- [PAGE EXCERPT]:
## start
The Greek rendered as "one untimely born" is to ektroma, a neuter noun meaning "the abortion." Self-described as bodily afflicted (2 Cor. 12:7), Paul perhaps relates "abortion" to a nickname applied by his enemies. Calling him The Abortion would have mocked not only his fleshly shortcomings (Paulos means "little guy"), but his premature self-nomination to an apostleship gained without ever encountering the pre-resurrection Jesus.

If Paul was tagged The Abortion, though, the usual word choice would have been to exambloma, meaning "something badly made" and referring to the common ancient practice of abandoning imperfect offspring. Paul the master wordsmith, however, selected to ektroma, which literally means "something that came out of a wound" -- still an abortion, but one caused by a blow.

And Paul's apostleship was caused by a blow. On the road to Damascus, the dedicated Christian-killer was knocked to the ground as he beheld a flash of light and heard Jesus asking, "Why do you persecute me?" He was blinded by the light for three days.
## end
- [RAW DATA]:
## start
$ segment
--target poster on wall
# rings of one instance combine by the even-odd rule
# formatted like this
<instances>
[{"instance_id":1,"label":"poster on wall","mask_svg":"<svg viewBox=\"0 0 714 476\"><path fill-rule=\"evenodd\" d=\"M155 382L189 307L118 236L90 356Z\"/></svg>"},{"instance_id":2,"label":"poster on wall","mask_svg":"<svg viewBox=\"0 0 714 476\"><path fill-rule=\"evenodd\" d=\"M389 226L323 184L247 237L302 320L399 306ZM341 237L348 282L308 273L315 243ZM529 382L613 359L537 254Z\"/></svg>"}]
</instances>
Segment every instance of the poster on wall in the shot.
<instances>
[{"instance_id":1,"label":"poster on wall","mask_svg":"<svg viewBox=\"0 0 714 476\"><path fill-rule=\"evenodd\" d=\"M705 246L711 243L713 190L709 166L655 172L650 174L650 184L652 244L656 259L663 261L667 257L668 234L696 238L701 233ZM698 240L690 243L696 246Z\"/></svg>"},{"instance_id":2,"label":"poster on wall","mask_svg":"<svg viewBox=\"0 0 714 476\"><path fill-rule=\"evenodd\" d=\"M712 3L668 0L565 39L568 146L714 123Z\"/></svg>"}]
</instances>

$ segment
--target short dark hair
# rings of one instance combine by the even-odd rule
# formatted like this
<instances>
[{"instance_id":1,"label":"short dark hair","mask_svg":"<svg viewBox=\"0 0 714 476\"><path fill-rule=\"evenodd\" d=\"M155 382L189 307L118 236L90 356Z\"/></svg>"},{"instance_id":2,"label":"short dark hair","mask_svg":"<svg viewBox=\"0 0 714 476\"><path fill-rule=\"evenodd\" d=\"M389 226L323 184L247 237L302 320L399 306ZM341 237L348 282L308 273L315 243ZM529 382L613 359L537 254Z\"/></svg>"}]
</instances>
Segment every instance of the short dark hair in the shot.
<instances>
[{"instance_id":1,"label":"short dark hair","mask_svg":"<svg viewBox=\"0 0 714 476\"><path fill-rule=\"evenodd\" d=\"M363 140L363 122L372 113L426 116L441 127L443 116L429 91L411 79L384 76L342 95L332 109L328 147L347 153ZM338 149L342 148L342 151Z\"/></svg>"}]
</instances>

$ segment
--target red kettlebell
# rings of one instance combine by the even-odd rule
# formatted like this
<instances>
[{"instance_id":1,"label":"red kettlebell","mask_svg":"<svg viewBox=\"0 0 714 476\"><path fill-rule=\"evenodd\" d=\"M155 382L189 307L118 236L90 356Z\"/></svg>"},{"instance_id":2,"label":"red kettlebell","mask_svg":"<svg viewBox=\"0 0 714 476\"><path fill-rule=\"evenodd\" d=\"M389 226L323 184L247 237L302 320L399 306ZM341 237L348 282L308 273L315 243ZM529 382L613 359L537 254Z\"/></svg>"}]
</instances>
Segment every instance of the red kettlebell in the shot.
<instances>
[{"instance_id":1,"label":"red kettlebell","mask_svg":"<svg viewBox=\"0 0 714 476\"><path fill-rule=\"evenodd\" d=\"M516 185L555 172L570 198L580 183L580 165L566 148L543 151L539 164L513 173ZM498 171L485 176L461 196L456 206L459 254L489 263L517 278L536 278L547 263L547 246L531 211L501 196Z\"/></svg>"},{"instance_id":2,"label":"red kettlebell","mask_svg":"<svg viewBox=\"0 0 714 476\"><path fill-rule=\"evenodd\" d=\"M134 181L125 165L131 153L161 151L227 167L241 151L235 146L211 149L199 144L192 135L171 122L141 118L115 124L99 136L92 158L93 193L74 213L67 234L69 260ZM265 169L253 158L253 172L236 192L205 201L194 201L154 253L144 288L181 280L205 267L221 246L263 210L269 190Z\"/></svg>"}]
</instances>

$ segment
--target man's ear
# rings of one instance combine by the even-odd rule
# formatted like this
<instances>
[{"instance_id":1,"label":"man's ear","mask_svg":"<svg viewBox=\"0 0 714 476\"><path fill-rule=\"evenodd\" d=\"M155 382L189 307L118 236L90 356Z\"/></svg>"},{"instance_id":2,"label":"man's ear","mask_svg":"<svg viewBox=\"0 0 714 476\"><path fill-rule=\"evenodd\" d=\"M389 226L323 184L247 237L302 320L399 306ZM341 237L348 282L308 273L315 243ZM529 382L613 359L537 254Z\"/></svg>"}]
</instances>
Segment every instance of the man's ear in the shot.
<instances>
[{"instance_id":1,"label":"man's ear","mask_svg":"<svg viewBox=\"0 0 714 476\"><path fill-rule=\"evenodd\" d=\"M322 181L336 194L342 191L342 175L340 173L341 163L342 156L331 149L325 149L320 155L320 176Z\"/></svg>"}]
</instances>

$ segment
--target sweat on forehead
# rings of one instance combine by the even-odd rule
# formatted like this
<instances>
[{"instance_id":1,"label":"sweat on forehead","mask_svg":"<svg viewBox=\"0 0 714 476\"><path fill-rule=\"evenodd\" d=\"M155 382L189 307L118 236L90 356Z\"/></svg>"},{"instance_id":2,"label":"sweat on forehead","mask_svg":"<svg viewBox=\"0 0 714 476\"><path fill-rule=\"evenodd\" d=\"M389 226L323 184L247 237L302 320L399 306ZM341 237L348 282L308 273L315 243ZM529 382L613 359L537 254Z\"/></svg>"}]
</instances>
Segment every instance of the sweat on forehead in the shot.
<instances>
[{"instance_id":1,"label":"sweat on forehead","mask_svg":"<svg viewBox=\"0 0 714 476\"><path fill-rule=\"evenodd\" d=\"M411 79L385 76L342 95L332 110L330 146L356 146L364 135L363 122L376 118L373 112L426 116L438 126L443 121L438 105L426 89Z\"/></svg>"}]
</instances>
## end
- [WHAT TO WORK ON]:
A - Which Greek words does the passage on Paul quote?
B - Could you repeat the passage on Paul from "If Paul was" up to and including "one caused by a blow."?
C - Answer these questions from the passage on Paul:
(i) What does the name Paulos mean?
(ii) For how many days was Paul blinded by the light?
(iii) What reference is given for Paul describing himself as bodily afflicted?

- [WORKED ANSWERS]:
A -
to ektroma
to exambloma
Paulos

B -
If Paul was tagged The Abortion, though, the usual word choice would have been to exambloma, meaning "something badly made" and referring to the common ancient practice of abandoning imperfect offspring. Paul the master wordsmith, however, selected to ektroma, which literally means "something that came out of a wound" -- still an abortion, but one caused by a blow.

C -
(i) "Little guy"
(ii) Three days
(iii) 2 Cor. 12:7